TASKS TO COMPLETE
1. In the profile of umpire Arnold Maddela, rewrite the passage that begins at "says Maddela." and ends after "World Cup Qualifier.", replacing "Bahamas" with "Bermuda".
2. According to the profile of umpire Arnold Maddela, which university in Hyderabad did he represent?

SUPPLIED TEXT
-*-

From Local to Global–Umpire Arnold Maddela!

“We are four. When you grow up like my three
brothers and me, you feel quite confident because you
always have someone to do something for you. All of us
brothers played for our city and won many tournaments,”
begins Arnold R. Maddela, President of the Toronto
Cricket Umpires and Scorers Association(TCU &SA).
Maddela has retained this coveted position in TCU &
SA for over a decade now, which is one of the oldest
and largest umpiring associations in North America and
a leading umpiring body in training and educating umpires
in Canada.

By no means a small feat, Arnold Maddela has many other
feathers in his hat. He was included in the ICC’s Panel of
officiating Umpires for the January 14 – February 5, 2022,
Caribbean-hosted U19 World Cup. Maddela is a West
Indies Cricket Umpires Association (WICUA) Qualified
Umpire who scored the highest in the 2007 Practical and
Oral Examination (West Indies and North America). As
an England Cricket Board (ECB ACO) Qualified Member
and Cricket Canada Level 3 Umpire, Maddela has also
officiated international matches since 2007.

“I’m from Hyderabad, a historic city in South India where
cricket has been played since 1880” informs Maddela.
Legends likeM.L. Jaisimha, Abid Ali, Md. Azharuddin, V.V.S.
Laxman and many more who played for the Indian Team
were role models for young Maddela. “But my greatest
inspiration was my father, a sportsman and a referee.
He stood for values in the sport.” states an emotional

Little wonder that hailing from a family of cricket lovers,
Maddela would represent his school, Preston Institution,
College, Wesley College in Secunderabad and Osmania
University in Hyderabad. He also officiated in matches in
India between 1990 and 1999.

When Canada made amendments to its immigration
legislation and regulations, Maddela could smell the sweet
scent of success and was ready when the opportunity
knocked at his door.

“After I migrated to Canada in 1999, I developed my
qualifications and saw some opportunities. I continued to
work hard for more than ten years to be recognized by
Cricket Canada. “ shares Maddela.

Maddela’s involvement with Canadian cricket as an active
Umpire began in 2007.” I have been officiating in Canada
in several roles since 1999, averaging 30 games per year,”
says Maddela.

To date, Maddela has conducted eleven international
matches as an Umpire. He has served as a Standing, On-
Field Umpire in seven matches. Maddela was also the
T.V. Umpire for the remaining four matches.
One of Maddela’s recent involvement as an
International Umpire was on November 12,
2021. He was one of the Standing On-Field
Umpires for the Bahamas vs. U.S.A. match
during the I.C.C.’s Antigua-hosted Americas
Region 2022 T20 World Cup Qualifier.

-*-

DATA EXCERPTS
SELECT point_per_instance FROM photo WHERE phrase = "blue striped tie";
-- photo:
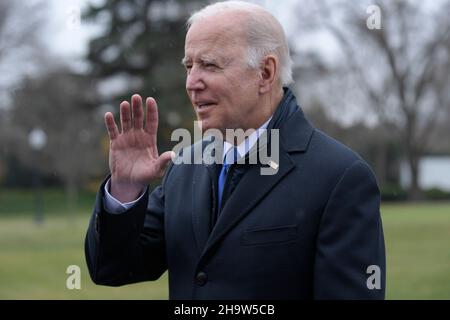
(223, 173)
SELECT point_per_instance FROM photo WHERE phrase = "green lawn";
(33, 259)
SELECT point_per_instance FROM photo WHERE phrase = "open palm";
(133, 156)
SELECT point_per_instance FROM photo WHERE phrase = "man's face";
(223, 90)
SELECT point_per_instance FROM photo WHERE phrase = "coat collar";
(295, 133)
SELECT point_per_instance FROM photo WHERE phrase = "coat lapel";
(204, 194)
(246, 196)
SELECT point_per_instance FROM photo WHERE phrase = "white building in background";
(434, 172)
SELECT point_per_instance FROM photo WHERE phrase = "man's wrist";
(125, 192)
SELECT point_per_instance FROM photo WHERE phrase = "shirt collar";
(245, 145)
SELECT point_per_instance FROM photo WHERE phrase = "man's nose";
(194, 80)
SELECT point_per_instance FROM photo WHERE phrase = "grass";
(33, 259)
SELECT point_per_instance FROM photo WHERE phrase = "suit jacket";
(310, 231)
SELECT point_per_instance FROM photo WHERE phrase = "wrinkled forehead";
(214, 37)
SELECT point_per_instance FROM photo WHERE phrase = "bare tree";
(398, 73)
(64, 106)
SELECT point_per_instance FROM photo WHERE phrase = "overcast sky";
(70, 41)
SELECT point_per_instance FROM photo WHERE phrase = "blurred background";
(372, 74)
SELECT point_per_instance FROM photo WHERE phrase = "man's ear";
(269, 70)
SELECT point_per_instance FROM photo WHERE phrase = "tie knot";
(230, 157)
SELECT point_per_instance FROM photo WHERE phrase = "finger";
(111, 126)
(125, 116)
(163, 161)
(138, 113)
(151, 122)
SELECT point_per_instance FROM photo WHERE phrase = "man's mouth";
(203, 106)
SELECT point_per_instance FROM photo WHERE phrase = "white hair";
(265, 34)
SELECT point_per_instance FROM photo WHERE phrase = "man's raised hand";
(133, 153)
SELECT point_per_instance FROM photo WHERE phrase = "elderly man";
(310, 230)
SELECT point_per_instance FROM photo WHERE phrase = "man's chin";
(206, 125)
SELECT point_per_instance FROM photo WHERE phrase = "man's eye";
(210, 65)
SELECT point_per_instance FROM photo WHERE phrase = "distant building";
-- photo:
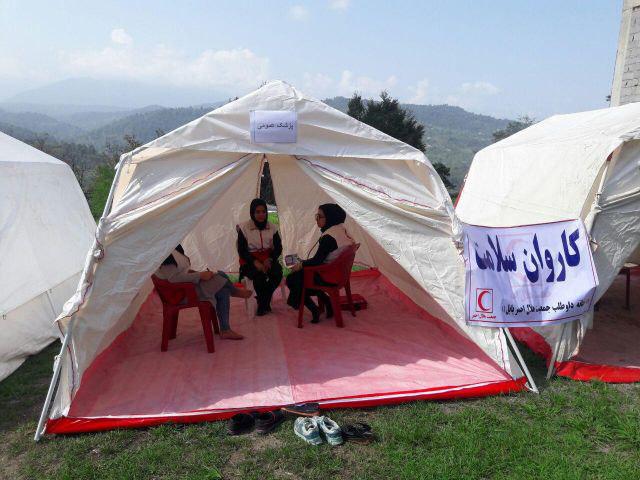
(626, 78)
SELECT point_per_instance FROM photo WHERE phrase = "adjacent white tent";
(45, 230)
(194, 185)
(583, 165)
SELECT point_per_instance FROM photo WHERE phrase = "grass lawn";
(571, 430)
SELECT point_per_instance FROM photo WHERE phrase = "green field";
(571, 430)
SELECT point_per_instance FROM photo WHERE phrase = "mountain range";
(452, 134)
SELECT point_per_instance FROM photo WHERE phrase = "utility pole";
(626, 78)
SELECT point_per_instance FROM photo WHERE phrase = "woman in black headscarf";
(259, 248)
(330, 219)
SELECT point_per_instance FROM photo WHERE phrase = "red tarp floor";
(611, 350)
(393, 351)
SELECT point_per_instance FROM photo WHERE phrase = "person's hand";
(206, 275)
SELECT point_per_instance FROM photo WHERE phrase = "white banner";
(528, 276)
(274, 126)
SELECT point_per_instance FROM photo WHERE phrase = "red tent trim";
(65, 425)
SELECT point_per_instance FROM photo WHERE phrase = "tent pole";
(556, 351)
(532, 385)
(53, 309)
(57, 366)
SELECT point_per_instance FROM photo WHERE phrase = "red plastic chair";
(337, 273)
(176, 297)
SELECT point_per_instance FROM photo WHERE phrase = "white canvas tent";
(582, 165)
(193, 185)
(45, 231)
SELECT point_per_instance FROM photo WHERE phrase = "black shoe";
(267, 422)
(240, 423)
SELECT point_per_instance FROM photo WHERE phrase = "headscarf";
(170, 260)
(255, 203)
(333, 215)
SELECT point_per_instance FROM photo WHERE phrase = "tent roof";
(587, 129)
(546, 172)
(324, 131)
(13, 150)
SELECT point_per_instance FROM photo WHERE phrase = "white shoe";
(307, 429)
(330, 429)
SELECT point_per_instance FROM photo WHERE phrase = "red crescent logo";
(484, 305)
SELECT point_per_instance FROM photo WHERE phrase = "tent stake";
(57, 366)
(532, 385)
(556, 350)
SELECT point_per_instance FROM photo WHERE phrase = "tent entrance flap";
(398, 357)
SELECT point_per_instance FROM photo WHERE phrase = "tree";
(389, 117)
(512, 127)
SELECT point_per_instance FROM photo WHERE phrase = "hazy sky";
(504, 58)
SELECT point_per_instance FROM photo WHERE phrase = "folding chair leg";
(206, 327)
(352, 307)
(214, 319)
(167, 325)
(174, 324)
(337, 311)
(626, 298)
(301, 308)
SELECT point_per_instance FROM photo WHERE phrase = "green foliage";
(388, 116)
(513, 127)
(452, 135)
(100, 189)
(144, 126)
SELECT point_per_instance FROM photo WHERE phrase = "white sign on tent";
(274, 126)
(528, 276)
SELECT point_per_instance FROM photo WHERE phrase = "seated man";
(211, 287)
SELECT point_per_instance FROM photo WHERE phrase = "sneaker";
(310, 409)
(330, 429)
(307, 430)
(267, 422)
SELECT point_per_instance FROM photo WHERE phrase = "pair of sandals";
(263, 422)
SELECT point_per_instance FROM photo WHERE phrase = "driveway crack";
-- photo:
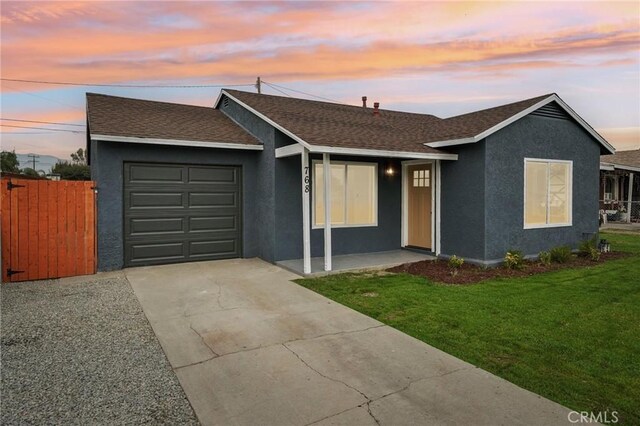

-*-

RESPONSES FOR EACH TASK
1.
says Maddela.

To date, Maddela has conducted eleven international
matches as an Umpire. He has served as a Standing, On-
Field Umpire in seven matches. Maddela was also the
T.V. Umpire for the remaining four matches.
One of Maddela’s recent involvement as an
International Umpire was on November 12,
2021. He was one of the Standing On-Field
Umpires for the Bermuda vs. U.S.A. match
during the I.C.C.’s Antigua-hosted Americas
Region 2022 T20 World Cup Qualifier.

2. Osmania University